**Task description:**
Repeat verbatim the lines of the data below, beginning with the line containing "bbox: dark blue sky" and continuing to the end.

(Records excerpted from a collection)
[Start of Attachment]

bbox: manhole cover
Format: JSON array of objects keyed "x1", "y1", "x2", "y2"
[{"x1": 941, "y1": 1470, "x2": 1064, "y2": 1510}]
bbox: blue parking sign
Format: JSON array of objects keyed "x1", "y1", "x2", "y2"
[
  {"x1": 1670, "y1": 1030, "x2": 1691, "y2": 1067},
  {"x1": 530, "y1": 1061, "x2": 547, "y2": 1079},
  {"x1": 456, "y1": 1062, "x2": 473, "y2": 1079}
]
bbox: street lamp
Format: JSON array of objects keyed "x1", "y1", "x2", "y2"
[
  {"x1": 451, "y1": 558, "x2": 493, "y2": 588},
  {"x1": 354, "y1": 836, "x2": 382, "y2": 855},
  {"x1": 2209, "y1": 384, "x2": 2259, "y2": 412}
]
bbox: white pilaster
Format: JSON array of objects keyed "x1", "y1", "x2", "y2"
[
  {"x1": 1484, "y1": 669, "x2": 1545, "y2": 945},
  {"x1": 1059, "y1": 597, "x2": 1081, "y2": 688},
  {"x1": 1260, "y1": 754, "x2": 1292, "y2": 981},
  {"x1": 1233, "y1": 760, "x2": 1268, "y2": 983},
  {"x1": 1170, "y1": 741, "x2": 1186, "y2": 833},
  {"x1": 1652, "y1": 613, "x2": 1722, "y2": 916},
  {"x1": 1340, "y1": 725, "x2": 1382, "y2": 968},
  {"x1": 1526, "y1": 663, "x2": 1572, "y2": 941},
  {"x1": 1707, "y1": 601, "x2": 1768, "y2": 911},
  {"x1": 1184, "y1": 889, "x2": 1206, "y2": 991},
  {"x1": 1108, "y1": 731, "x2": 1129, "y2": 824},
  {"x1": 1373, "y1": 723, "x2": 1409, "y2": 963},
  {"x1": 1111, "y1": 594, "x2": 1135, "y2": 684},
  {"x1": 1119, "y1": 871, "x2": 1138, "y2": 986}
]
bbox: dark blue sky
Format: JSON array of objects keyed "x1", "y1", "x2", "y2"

[End of Attachment]

**Answer for the task:**
bbox: dark blue sky
Format: JSON array of objects keyed "x1", "y1", "x2", "y2"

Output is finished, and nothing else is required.